/---

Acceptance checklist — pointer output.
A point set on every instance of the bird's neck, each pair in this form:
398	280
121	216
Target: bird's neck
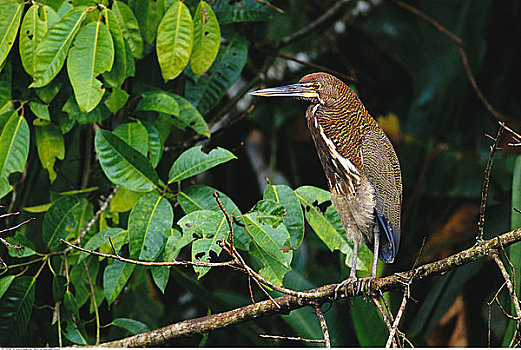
343	122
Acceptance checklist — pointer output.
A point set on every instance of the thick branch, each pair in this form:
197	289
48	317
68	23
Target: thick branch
325	293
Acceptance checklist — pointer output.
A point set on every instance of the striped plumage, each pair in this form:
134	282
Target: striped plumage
359	161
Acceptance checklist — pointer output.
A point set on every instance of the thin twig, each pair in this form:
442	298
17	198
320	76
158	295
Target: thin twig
486	180
149	263
96	216
94	301
323	325
291	338
398	317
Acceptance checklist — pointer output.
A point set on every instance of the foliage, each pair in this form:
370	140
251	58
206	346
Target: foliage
137	97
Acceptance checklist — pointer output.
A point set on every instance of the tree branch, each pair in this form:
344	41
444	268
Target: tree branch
163	336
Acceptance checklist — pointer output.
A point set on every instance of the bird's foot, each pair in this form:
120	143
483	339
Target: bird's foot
364	286
344	285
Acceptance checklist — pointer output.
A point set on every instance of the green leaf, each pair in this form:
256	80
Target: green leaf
129	27
10	21
59	285
122	164
174	40
40	110
52	50
135	135
116	100
210	227
294	218
48	92
269	212
155	144
117	234
60	220
243	11
207	39
133	326
208	90
149	219
158	101
514	251
268	245
368	323
5	282
124	200
200	197
36	22
91	55
115	278
189	116
80	280
73	330
327	225
117	75
50	144
75	113
15	309
194	161
14	149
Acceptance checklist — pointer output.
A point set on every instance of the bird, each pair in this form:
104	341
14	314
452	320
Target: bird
359	161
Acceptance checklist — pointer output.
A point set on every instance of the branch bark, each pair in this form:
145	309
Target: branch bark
163	336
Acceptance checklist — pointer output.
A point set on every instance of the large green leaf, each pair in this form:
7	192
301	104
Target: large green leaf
10	21
129	27
174	40
116	234
60	220
189	116
207	91
14	149
5	282
52	50
294	218
241	11
514	251
117	74
200	197
37	20
209	227
268	245
155	144
149	219
15	309
158	101
133	326
122	164
91	55
327	225
115	278
207	38
194	161
135	135
51	146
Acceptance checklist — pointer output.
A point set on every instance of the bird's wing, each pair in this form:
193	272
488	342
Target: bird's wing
381	167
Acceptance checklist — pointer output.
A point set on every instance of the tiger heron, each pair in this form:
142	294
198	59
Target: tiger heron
359	161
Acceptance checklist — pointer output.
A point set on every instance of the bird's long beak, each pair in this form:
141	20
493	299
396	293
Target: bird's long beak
294	90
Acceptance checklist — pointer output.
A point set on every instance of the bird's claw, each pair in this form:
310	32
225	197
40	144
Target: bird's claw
344	285
360	286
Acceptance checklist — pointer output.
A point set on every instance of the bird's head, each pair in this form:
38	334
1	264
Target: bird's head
320	88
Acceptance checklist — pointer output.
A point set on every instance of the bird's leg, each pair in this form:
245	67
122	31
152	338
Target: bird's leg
352	274
365	283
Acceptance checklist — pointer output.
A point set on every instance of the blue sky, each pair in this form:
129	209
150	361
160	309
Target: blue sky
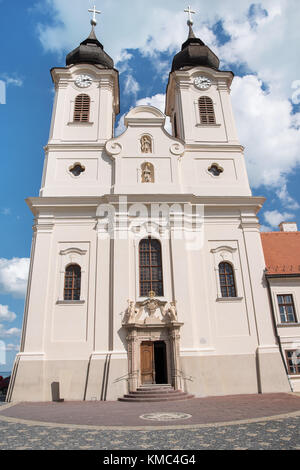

\---

- **To do**
Note every line in the material with "blue" and copy it.

- **Written solution**
A point set on every instance of the blue sky, each pair in this form:
Target: blue sky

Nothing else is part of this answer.